>> START Page extract

Penrith Museum of Printing

The jacaranda trees are in flower around the Paceway, and a carpet of mauve petals surrounds the unassuming green shed that houses the Museum of Printing. Apart from the row of flags which announce the museum is open, swaying in the wind, and the magpies pecking at the lawn by the racing track, all is still. It is Sunday morning and, apart from the sound of the traffic on Mulgoa Road, it would seem like not much is happening in this quiet corner of Penrith.

Inside the museum it is a different story. At first I’m not sure what to expect from the sign that promises I’m about to meet the Linotype machine, the Eighth Wonder of the World. I am not quite able to imagine what lies behind the folding doors with a print of woodcut of a 15th century printing workshop on them. As an introduction, a display cabinet in the lobby has a display of various pieces of printerly ephemera: an invitation to the Copy Boy’s Picnic, instruction manuals and samples of type. I’m looking at this when the doors open and one of the museum guides welcomes me in.

It is busy in the print museum: every corner of it has a volunteer working away at something. One man has the top of one of the machines open and is cleaning it with a strong-smelling solvent, dipping a paintbrush into a saucepan, then leaning down into the mechanism to apply it. In the back corner, two men work with trays of type, and on the other side of the room, another operates a printing press. There’s a whirring, rattling sound as the press operates, which resounds through the room. It is as busy as I imagine print shops were when machines such as these produced anything printed: newspapers, books, office stationery, leaflets, everything before printing technology changed and these kinds of machines were thought to be redundant. Many of them were scrapped, but others, like these machines in the museum, have been saved by the efforts of printers who worked with them for decades, cared about their historical significance, and wanted to see them preserved.

Everything here works, the guide tells me, gesturing to the printing presses and the linotype machines. One tall iron press at the back of the room is painted green and has a gold eagle on the top: a weight, the guide tells me, not just a decoration. It is a Columbian Press, which was used to print the Carcoar Chronicle and then had another life on display in the foyer of Fairfax: the first copies of the Sydney Morning Herald had been printed on a similar press.

>> END Page extract
>> START Source excerpt

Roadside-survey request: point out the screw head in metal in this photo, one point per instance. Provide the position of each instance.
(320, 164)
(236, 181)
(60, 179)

>> END Source excerpt

* Task to carry out *
Reproduce the Penrith Museum of Printing passage above word for word, from its heading to its final sentence.

* Exercise solution *
Penrith Museum of Printing

The jacaranda trees are in flower around the Paceway, and a carpet of mauve petals surrounds the unassuming green shed that houses the Museum of Printing. Apart from the row of flags which announce the museum is open, swaying in the wind, and the magpies pecking at the lawn by the racing track, all is still. It is Sunday morning and, apart from the sound of the traffic on Mulgoa Road, it would seem like not much is happening in this quiet corner of Penrith.

Inside the museum it is a different story. At first I’m not sure what to expect from the sign that promises I’m about to meet the Linotype machine, the Eighth Wonder of the World. I am not quite able to imagine what lies behind the folding doors with a print of woodcut of a 15th century printing workshop on them. As an introduction, a display cabinet in the lobby has a display of various pieces of printerly ephemera: an invitation to the Copy Boy’s Picnic, instruction manuals and samples of type. I’m looking at this when the doors open and one of the museum guides welcomes me in.

It is busy in the print museum: every corner of it has a volunteer working away at something. One man has the top of one of the machines open and is cleaning it with a strong-smelling solvent, dipping a paintbrush into a saucepan, then leaning down into the mechanism to apply it. In the back corner, two men work with trays of type, and on the other side of the room, another operates a printing press. There’s a whirring, rattling sound as the press operates, which resounds through the room. It is as busy as I imagine print shops were when machines such as these produced anything printed: newspapers, books, office stationery, leaflets, everything before printing technology changed and these kinds of machines were thought to be redundant. Many of them were scrapped, but others, like these machines in the museum, have been saved by the efforts of printers who worked with them for decades, cared about their historical significance, and wanted to see them preserved.

Everything here works, the guide tells me, gesturing to the printing presses and the linotype machines. One tall iron press at the back of the room is painted green and has a gold eagle on the top: a weight, the guide tells me, not just a decoration. It is a Columbian Press, which was used to print the Carcoar Chronicle and then had another life on display in the foyer of Fairfax: the first copies of the Sydney Morning Herald had been printed on a similar press.